## Auszug

——

Jesus zwang niemanden, ihm zu folgen, sondern respektierte die freie Entscheidung jedes Einzelnen. Diese Freiheit bildet die Grundlage für echte Religionsfreiheit.
Als demokratische Gesellschaften können wir Staaten, die totalitär zu werden drohen, auf ihre Verantwortung hinweisen: Minderheitenrechte zu schützen, Religionswechsel zu ermöglichen, Folter und Verfolgung zu verhindern. Leider ist im Rahmen der UNO das Recht auf Religionswechsel kaum mehrheitsfähig – vor allem aufgrund des Widerstands islamischer Staaten. Darauf aufmerksam zu machen, ist dringend notwendig.
Studien zeigen, dass Gesellschaften florieren, wenn echte Religionsfreiheit herrscht und ein versöhntes Miteinander möglich ist.
Campus Tivoli:
Die Auffassung, Christinnen und Christen würden eher aus politischen oder gesellschaftlichen Gründen als wegen ihres Glaubens verfolgt werden, ist weit verbreitet. Wie ordnen Sie diese These ein?
Kurt Igler:
Man muss zwischen Opfer- und Täterseite unterscheiden. Wenn eine Person verfolgt wird, weil sie Christin bzw. Christ ist oder sich zu Christus bekennt, dann sprechen wir von Christenverfolgung – unabhängig von den Motiven der Täter.

——

## Aufgabe
Schreiben Sie den Auszug zur Religionsfreiheit neu, beginnend bei „Als demokratische Gesellschaften“ und weiter bis einschließlich „Miteinander möglich ist.“, und ersetzen Sie dabei „Gesellschaften“ durch „Gemeinschaften“. Die Auflistung weiter unten ist eigenständiges Material und gehört nicht zum Auszug.

——

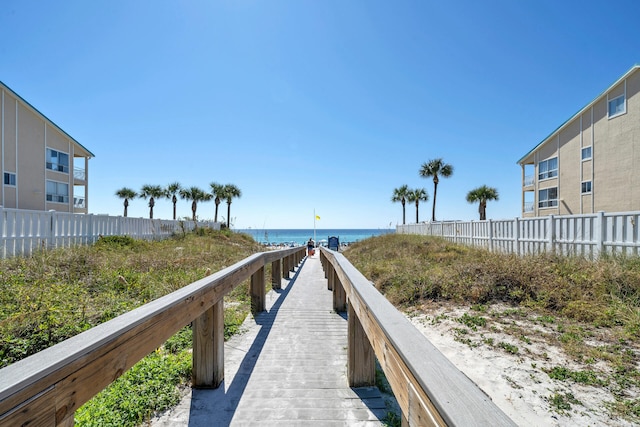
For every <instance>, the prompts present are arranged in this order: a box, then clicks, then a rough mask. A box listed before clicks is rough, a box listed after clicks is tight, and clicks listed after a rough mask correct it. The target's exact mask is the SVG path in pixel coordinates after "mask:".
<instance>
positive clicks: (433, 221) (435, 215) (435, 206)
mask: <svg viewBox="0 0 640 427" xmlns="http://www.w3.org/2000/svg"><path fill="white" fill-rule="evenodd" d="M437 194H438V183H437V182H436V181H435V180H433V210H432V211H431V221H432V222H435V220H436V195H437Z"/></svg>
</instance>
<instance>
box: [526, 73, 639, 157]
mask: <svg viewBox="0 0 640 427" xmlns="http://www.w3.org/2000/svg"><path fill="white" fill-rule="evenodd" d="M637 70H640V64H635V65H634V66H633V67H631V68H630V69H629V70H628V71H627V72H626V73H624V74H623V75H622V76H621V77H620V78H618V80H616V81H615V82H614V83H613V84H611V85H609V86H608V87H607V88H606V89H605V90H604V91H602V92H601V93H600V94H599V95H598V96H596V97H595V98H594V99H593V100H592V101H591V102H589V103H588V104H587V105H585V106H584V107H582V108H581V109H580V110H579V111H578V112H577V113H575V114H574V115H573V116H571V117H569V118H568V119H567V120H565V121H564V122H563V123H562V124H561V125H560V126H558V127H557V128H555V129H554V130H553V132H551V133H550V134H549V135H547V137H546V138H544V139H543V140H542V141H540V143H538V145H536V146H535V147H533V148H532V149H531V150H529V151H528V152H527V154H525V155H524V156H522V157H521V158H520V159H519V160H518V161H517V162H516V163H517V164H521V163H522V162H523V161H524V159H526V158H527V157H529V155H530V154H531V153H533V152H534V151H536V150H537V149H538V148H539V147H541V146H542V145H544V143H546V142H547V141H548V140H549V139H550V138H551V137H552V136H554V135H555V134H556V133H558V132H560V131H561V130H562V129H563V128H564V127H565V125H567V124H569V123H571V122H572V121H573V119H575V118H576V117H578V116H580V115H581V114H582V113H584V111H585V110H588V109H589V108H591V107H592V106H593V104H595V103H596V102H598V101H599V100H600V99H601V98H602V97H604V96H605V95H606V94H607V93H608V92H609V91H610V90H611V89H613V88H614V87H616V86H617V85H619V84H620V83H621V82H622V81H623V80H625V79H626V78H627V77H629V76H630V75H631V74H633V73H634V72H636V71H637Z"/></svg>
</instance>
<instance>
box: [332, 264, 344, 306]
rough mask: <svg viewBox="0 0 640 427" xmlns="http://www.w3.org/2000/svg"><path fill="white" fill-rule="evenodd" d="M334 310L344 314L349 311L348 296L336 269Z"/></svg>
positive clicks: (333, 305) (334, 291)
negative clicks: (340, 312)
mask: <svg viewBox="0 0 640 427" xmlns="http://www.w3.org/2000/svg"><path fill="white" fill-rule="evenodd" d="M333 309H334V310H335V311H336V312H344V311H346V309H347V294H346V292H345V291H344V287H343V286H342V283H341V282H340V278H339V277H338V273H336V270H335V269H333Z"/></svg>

——

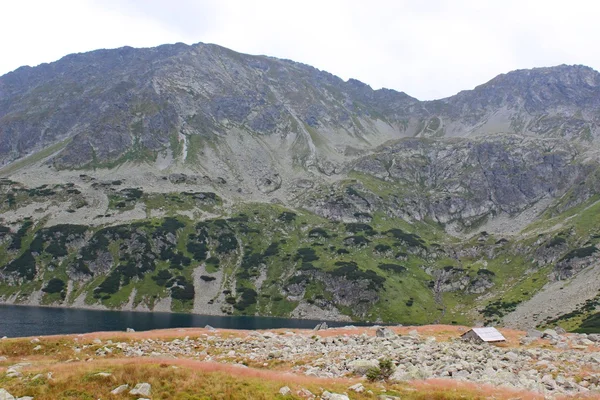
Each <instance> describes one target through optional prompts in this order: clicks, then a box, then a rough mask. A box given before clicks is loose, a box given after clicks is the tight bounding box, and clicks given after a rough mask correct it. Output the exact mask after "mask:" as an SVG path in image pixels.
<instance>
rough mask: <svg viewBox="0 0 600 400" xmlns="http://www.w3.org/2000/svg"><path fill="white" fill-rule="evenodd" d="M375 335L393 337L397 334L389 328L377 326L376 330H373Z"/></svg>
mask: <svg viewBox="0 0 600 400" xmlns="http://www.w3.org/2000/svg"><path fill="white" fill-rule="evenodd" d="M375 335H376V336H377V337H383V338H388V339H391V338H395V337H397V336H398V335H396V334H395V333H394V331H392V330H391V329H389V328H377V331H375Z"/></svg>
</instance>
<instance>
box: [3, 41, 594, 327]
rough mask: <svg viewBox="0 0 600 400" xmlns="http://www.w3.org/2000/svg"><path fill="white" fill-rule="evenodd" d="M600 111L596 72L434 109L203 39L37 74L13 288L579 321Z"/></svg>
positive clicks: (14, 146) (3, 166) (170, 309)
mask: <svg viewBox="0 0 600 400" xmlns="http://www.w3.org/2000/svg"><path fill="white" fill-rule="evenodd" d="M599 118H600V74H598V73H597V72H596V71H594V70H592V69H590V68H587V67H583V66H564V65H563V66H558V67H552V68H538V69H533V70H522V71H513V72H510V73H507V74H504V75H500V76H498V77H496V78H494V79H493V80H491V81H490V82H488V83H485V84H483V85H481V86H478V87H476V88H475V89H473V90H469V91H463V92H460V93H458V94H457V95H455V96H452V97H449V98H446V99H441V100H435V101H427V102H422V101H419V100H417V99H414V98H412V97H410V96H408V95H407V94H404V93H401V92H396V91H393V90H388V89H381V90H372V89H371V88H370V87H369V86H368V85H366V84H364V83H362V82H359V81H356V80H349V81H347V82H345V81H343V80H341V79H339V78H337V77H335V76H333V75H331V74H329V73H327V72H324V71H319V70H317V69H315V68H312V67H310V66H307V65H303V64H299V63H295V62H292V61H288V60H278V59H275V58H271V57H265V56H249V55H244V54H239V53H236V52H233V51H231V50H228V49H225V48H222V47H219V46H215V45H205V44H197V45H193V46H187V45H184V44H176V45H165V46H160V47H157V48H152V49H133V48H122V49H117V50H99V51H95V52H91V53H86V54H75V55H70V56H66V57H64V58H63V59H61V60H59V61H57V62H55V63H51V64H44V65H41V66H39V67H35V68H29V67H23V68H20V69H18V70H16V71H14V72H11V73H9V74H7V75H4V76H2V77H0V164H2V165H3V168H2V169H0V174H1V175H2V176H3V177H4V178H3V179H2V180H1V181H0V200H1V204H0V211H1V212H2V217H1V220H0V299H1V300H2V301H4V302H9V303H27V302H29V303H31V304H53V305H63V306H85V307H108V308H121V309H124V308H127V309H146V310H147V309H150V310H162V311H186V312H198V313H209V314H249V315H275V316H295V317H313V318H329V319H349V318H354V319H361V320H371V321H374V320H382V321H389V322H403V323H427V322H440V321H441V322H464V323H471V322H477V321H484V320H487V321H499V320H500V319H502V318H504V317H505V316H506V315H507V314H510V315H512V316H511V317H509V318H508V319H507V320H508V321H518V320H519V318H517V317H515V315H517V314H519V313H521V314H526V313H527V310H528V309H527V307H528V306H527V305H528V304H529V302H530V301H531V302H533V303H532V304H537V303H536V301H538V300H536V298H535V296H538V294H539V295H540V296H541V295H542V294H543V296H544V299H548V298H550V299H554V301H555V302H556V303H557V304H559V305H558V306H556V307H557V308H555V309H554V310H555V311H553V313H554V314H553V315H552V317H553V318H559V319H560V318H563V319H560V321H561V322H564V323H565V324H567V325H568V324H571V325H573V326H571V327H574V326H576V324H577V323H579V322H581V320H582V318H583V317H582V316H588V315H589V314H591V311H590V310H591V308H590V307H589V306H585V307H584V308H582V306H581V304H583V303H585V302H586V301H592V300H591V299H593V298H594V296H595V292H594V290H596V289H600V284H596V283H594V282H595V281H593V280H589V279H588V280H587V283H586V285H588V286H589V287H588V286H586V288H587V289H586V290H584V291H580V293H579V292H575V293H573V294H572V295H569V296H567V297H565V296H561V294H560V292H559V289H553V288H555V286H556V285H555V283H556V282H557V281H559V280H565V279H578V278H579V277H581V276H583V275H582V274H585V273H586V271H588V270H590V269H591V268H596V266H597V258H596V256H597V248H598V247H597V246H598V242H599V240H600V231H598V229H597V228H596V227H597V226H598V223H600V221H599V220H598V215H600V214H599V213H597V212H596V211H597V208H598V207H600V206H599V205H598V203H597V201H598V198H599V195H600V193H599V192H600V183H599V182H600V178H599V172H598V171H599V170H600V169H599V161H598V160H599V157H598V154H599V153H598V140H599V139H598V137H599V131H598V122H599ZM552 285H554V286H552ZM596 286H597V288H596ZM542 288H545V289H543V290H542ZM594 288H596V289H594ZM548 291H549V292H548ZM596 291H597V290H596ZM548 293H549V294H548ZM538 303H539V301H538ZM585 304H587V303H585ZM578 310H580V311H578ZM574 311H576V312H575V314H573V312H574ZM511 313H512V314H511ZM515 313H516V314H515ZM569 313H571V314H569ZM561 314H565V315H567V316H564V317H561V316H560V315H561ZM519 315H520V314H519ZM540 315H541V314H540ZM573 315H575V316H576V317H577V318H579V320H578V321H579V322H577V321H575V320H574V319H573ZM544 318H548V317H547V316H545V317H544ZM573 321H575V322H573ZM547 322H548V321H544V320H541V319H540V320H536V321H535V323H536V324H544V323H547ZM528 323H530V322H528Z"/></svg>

——

## Lösung
Als demokratische Gemeinschaften können wir Staaten, die totalitär zu werden drohen, auf ihre Verantwortung hinweisen: Minderheitenrechte zu schützen, Religionswechsel zu ermöglichen, Folter und Verfolgung zu verhindern. Leider ist im Rahmen der UNO das Recht auf Religionswechsel kaum mehrheitsfähig – vor allem aufgrund des Widerstands islamischer Staaten. Darauf aufmerksam zu machen, ist dringend notwendig.
Studien zeigen, dass Gemeinschaften florieren, wenn echte Religionsfreiheit herrscht und ein versöhntes Miteinander möglich ist.